**The problem:** Transcribe every entry precisely, omitting nothing.

**Records for this task:**
- Opening Delimiter -

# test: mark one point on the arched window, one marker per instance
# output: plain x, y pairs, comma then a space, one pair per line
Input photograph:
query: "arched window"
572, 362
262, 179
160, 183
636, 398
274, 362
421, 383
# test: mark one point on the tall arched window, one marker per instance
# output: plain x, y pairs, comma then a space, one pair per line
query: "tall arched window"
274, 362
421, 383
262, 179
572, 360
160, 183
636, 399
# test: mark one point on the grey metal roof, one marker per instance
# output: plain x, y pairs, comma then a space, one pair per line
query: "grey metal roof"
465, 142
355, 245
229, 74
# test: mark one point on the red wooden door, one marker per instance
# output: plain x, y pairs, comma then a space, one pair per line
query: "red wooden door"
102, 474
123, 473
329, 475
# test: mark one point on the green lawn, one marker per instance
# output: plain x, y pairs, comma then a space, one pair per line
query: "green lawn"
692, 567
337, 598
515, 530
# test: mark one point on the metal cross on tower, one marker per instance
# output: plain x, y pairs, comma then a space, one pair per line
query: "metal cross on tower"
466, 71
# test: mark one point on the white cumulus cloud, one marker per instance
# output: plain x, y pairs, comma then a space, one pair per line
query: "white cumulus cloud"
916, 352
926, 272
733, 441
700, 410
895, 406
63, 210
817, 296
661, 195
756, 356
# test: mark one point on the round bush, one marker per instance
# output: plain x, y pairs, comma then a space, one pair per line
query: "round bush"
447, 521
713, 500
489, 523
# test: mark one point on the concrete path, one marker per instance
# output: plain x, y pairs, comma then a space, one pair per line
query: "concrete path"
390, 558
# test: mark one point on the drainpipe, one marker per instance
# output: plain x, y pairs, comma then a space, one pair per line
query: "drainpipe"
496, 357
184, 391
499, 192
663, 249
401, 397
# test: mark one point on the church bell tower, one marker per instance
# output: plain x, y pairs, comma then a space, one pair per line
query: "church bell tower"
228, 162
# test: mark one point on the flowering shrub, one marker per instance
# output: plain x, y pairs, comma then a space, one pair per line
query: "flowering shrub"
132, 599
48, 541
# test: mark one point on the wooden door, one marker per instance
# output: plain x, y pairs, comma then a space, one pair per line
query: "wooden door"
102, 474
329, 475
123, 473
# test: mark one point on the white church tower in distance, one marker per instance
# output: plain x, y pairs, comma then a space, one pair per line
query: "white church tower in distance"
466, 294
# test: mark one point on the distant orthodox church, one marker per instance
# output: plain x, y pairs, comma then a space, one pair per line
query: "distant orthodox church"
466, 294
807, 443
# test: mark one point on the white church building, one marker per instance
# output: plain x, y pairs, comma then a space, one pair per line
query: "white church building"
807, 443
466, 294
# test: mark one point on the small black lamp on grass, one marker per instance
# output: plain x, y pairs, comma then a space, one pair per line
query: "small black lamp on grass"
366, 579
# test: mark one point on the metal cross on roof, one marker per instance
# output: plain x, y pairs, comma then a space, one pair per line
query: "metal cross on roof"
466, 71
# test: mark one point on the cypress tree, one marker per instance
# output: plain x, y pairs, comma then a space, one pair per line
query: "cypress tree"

- Closing Delimiter -

**Problem solution:**
# test: mark one point on the arched window, one marker per instance
# output: plain x, y pairs, comma then a space, one pair per line
Input photograph:
query: "arched window"
572, 362
262, 179
160, 183
636, 398
274, 362
421, 383
# test: mark one point on the tall arched window, one marker per instance
# output: plain x, y pairs, comma then a space, one pair per line
query: "tall arched window"
274, 362
421, 383
262, 179
572, 360
160, 183
636, 399
# test: mark one point on the grey metal roof, one marker per instance
# output: plain x, y pairs, comma then a space, one pair per line
query: "grey metal roof"
465, 142
355, 245
229, 74
# test: mark one point on the red wooden door, one marker per instance
# output: plain x, y pairs, comma then a space, one pair per line
query: "red wooden door"
102, 474
123, 473
329, 475
# test: mark one point on the green lawn, one marker per instance
# output: plain x, y pairs, comma then a space, one pair per line
query: "green lawn"
692, 567
337, 598
515, 530
# test: mark one point on the metal cross on tower, one marker per instance
# output: plain x, y pairs, comma then a space, one pair per line
query: "metal cross on tower"
466, 71
# test: mark one point on the white cumulus cloud, one marker per instance
# output: plain x, y pairs, comma then a space, one pair per line
query: "white cumulus cloud"
916, 352
926, 272
733, 441
700, 410
895, 406
63, 210
817, 296
661, 195
756, 356
# test: mark one point on the round bush, one marker per instance
# output: plain x, y pairs, comma then a space, one pair per line
query: "round bush"
447, 521
713, 500
489, 523
# test: mark one point on the concrete path, one marker per instance
# output: plain x, y pairs, comma then a space, one pair per line
query: "concrete path"
390, 558
# test: mark one point on the drainpipe, one marker per instance
# output: plain x, y pairs, comma then a space, one pair per line
query: "drainpipe"
496, 357
184, 391
499, 192
663, 249
401, 397
# test: mark one point on the church bell tower, one marker per instance
# output: plain x, y pairs, comma then a space, one pair per line
query: "church bell tower"
228, 162
# test: mark one point on the flowering shrub, one marker per instance
# output: plain x, y pairs, comma then a space, one pair per line
query: "flowering shrub"
132, 599
48, 541
# test: mark one point on the wooden door, one marker per instance
# output: plain x, y pairs, comma then a space, one pair per line
query: "wooden door"
102, 474
329, 475
123, 473
# test: mark one point on the white church tower in distance, one marker per instance
# output: plain x, y pairs, comma then a space, one pair per line
query: "white church tower in distance"
466, 294
# test: mark one point on the distant orthodox church, one marker per instance
# output: plain x, y pairs, comma then a space, one pair per line
query: "distant orthodox church"
466, 294
807, 443
# test: mark one point on the white church building, one marker per instance
# output: plain x, y pairs, comma then a space, one pair per line
query: "white church building"
807, 443
466, 294
# test: mark one point on the small black lamp on grass, one marker per instance
# output: plain x, y pairs, comma then a space, one pair per line
query: "small black lamp on grass"
366, 579
# test: mark one point on the metal cross on roof, one marker per instance
# output: plain x, y pairs, comma then a space, one pair per line
query: "metal cross on roof"
466, 71
# test: mark one point on the cypress tree, one marker per instance
# output: plain x, y pairs, comma then a space, one pair per line
query: "cypress tree"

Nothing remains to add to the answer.